* _Problem to work on_
Output the lines below exactly, please, from the first line until the line with "Pick out each instance of the dense smoke", counting both.

§

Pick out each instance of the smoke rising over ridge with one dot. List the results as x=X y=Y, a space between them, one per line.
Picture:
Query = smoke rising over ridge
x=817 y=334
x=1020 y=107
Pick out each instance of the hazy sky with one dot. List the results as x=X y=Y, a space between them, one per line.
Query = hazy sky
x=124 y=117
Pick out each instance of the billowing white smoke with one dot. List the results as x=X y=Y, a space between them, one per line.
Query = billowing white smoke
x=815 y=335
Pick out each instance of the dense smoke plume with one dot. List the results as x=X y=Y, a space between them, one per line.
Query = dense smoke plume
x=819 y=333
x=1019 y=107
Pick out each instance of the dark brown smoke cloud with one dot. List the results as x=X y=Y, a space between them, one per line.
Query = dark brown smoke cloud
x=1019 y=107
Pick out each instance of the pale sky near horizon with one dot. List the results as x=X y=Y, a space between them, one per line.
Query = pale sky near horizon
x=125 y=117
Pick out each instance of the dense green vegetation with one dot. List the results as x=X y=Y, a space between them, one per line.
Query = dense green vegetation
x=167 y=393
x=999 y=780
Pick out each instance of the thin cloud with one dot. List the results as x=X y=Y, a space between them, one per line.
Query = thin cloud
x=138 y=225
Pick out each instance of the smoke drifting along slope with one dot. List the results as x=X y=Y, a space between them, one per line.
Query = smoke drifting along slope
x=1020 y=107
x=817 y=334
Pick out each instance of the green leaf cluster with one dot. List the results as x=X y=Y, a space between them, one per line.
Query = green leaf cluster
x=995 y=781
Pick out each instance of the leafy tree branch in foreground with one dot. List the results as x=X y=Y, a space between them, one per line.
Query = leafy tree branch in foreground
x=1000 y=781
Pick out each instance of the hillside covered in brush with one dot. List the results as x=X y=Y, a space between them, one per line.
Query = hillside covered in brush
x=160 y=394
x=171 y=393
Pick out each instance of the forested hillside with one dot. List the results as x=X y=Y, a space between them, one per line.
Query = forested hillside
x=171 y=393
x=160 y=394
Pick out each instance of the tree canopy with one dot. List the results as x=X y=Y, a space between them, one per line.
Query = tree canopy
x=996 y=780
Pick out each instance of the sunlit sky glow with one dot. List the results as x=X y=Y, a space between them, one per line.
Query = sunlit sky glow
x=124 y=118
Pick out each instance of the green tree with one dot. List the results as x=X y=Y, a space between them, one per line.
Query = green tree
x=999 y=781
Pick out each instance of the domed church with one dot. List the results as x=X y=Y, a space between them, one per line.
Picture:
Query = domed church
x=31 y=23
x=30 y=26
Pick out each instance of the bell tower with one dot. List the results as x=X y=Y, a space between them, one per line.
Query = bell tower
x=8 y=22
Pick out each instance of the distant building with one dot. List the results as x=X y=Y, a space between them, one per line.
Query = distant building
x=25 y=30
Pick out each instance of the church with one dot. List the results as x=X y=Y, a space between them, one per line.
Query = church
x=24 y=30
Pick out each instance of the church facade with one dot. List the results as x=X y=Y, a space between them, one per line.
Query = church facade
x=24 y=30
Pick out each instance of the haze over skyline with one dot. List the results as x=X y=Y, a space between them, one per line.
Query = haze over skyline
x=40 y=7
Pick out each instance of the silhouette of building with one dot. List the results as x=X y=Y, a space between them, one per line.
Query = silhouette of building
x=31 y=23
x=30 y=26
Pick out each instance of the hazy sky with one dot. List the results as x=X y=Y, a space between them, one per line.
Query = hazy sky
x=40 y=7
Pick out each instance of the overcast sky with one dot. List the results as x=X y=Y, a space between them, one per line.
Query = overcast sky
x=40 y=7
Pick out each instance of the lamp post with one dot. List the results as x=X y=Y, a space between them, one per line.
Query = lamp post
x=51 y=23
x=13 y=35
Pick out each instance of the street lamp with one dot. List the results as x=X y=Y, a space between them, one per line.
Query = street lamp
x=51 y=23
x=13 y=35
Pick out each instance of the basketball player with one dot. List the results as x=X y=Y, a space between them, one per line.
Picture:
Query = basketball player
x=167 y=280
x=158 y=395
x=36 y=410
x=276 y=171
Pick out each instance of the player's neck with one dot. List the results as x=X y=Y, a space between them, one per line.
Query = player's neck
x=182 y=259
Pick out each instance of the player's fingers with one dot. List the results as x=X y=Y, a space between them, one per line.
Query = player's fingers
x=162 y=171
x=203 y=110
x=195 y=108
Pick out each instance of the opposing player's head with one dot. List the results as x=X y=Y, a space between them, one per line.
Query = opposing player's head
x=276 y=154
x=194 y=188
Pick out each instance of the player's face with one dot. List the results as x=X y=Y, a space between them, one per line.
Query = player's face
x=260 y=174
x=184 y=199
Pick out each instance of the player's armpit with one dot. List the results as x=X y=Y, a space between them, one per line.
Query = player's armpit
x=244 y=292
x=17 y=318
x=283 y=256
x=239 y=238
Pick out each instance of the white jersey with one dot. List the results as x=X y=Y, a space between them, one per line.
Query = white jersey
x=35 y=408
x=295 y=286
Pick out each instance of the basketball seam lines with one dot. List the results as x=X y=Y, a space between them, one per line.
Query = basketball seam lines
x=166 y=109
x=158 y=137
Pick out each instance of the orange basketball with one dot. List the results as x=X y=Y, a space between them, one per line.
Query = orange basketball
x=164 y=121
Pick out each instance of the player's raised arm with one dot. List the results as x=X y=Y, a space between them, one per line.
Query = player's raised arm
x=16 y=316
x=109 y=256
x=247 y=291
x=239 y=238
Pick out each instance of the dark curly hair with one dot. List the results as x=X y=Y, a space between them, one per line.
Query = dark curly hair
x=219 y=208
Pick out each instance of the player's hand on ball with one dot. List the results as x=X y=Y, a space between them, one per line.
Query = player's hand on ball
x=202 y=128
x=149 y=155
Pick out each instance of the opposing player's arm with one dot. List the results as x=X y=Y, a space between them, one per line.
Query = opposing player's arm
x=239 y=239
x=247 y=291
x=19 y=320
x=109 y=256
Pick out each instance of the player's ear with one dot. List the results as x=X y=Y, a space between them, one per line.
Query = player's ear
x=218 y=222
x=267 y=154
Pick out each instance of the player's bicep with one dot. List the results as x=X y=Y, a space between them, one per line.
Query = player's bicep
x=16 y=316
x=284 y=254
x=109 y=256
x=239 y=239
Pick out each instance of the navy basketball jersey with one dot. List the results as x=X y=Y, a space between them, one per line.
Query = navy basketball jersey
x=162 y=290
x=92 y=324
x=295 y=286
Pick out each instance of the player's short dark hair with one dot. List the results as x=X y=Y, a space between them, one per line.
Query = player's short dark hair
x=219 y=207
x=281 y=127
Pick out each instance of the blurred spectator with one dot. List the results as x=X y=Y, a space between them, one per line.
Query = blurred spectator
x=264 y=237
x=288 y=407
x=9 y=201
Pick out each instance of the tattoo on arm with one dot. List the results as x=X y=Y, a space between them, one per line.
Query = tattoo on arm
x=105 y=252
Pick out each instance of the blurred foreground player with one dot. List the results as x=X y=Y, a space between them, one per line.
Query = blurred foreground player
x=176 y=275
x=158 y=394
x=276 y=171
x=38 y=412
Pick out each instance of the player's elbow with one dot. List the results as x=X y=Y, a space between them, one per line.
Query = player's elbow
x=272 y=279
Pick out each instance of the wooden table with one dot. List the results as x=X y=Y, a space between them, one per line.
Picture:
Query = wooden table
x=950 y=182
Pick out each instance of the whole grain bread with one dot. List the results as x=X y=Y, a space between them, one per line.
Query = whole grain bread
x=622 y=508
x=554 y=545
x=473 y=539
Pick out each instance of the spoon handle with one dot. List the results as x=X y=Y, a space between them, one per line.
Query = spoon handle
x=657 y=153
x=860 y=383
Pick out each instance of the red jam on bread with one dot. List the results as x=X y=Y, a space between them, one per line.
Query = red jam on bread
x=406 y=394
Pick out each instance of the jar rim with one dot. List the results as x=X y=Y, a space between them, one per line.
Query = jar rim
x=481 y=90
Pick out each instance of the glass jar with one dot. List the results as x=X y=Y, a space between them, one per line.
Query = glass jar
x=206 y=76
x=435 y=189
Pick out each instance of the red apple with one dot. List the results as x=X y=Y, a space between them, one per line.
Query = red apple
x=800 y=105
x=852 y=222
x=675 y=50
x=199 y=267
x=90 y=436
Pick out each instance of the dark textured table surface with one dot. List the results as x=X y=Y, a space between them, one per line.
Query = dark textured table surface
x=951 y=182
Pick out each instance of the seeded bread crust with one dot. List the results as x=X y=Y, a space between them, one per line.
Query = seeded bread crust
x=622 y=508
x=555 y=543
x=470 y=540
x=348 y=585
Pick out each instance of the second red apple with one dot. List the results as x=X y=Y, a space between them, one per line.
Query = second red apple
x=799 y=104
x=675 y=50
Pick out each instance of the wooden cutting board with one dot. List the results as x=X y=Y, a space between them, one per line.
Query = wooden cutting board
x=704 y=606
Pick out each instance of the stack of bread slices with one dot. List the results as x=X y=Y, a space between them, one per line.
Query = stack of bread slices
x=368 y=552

§

* _Exercise solution_
Pick out each instance of the smoke rising over ridge with one dot. List the results as x=X y=Y, a space between them, one per line.
Picture:
Query = smoke rising over ridge
x=817 y=334
x=1020 y=107
Pick out each instance of the hazy sky with one dot. List the results as x=X y=Y, a space between them, one per line.
Query = hazy sky
x=124 y=117
Pick out each instance of the billowing white smoke with one dot. List the results as x=X y=Y, a space between them, one per line.
Query = billowing white smoke
x=815 y=335
Pick out each instance of the dense smoke plume with one dot. List the results as x=X y=Y, a space between them, one per line.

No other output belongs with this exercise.